• Document passage:
----------------------------------------

I'm not convinced the semiconductor manufacturing process that goes into solar is appreciably cleaner than nuclear in practice.


Because fission produces massive amounts of energy compared to anything else. Solar is not cheap when you remove government subsidies. Its an economic choice as well.


> that produces extremely toxic waste

Solar power produces far far more toxic waste per energy produced.


Citation needed.


> Citation needed.

No idea regarding relative amounts/toxicity etc., but I presume they are referring to these issues:

http://news.yahoo.com/solar-industry-grapples-hazardous-wast...


Have a look at LFTR, a much safer reactor design that produces much less waste.


Did you read the article or the headline? It makes very little sense that such an accident can have no effect on cancer risks. It may not raise the risk appreciably. Maybe the risk would be greater of Fukushima had been a coal fired plant(s) instead. But even people who know nothing about nuclear power can see the flaw in such a statement, and I think that sort of thing undermines any message that follows; which is unfortunate because you're right about us needing more nuclear power.


Why does it make very little sense? If the exposure was below the threshold dose at which radiation has been established to be carcinogenic it sounds like the most defensible position. The alternative is to say that anything can have an effect on cancer risks, which even if true in some pedantic sense isn't a useful way of looking at risk.

It's not like large-scale low-dose ionizing radiation is an unknown phenomenon: radiation exposure from the ground and sunlight vary widely, and we have very large data from chernobyl and 1950s above-ground nuclear testing.


The very idea that there is a threshold below which cancer risk is not appreciably affected is itself controversial.

In fact, even saying controversial would not be enough, most major health physics societies assume there is no such threshold and that any exposure increases risk. Only France's national society and (IIRC) one U.S. health physics society seem to be confident enough in the current research to stake out a claim that there is a threshold.

With all that said I personally lean towards the idea of a threshold-based response, though the no-threshold models are certainly easier to use for planning purposes (for which they've been used to assess risk for decades). Even if there is a threshold, that threshold may depend on length of previous exposure (acclimation) and may only be good for exposure within a certain time limit, both of which again make use within models more difficult (though not impossible).


See: http://en.wikipedia.org/wiki/Radiation_hormesis

It's controversial politically, not scientifically.

People have a knee jerk reaction to the idea of any radiation - except if it's natural of course, despite that making no sense.


Hormesis is actually conversial, but is not what I'm referring to.

----------------------------------------

• Given material:
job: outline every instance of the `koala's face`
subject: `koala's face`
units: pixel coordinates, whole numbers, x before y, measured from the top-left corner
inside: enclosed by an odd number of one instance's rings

----------------------------------------

• Brief A:
Could you print the passage of the nuclear power discussion from "With all that" up to and including "making no sense."?
• Brief B:
Could you proceed with the discussion of nuclear power and radiation risk, picking up after its last sentence?

• Answer section A:
With all that said I personally lean towards the idea of a threshold-based response, though the no-threshold models are certainly easier to use for planning purposes (for which they've been used to assess risk for decades). Even if there is a threshold, that threshold may depend on length of previous exposure (acclimation) and may only be good for exposure within a certain time limit, both of which again make use within models more difficult (though not impossible).


See: http://en.wikipedia.org/wiki/Radiation_hormesis

It's controversial politically, not scientifically.

People have a knee jerk reaction to the idea of any radiation - except if it's natural of course, despite that making no sense.

• Answer section B:
Besides hormesis the other popular models seem to be LNT (linear response, no threshold) and LT (linear response, above a threshold).

LNT is used by most right now, mostly because it's the most conservative-possible model that fits the very-high-exposure data that we do have from atomic bomb survivors. It is the model which gives us ALARA and 'Man-REM' planning.

LT is more what I would lean towards given available studies of very-low-exposure, but that still leaves open the question of what that would actually mean for public health advice, radiation worksite planning, etc.


Can people comment if they down vote please? I see no errors above and this seems a little harsh.


You'll have to explain me why it's OK to live in Colorado then where the natural levels of radioactivity are about 6 times higher than in other places in the country.

There's very clearly a threshold effect, just like in many natural phenomenons. Political nonsense is what is causing confusion, not the scientific basis. And most of the "science" trying to prove otherwise is based on too few numbers to be statistically significant. (the cases of reported leukemias, for example, is very often misleading when you look at the ACTUAL numbers and not just the percentages.)

If you use "no-threshold" for planning purpose then you can't technically live on Earth anywhere, since there's natural radioactivity all around us and cosmic rays as well through the atmosphere.

The regulatory limits for radiations are based on No Science whatsoever. Currently, at least. We know radiations kill with certainty at very high levels, there is no debate about that, but at low levels it's just a political issue more than anything else.


In that case, we should also avoid living in cities with naturally high levels of background radiation, such as Rome.


Or Denver, or even Ramsar (IIRC), Iran.

The fact that people can survive in those areas without noticeable increase in risk of cancer seems to lend credence to the idea that there is a threshold that one can become acclimated to. But it's still a politically sensitive topic, enough so that the experts still don't want to push away from the harbor of the current ALARA recommendations.


> But it's still a politically sensitive topic

Yeah, and God Forbid we talk about the positive aspects of radiations - some level of radiation is actually beneficial to kill some bacteria in your bodies and reduce some types of ailments and cancers. This has been observed (but certainly NOT widely reported in the media for which Nuclear Energy is the Devil Incarnate) in several studies.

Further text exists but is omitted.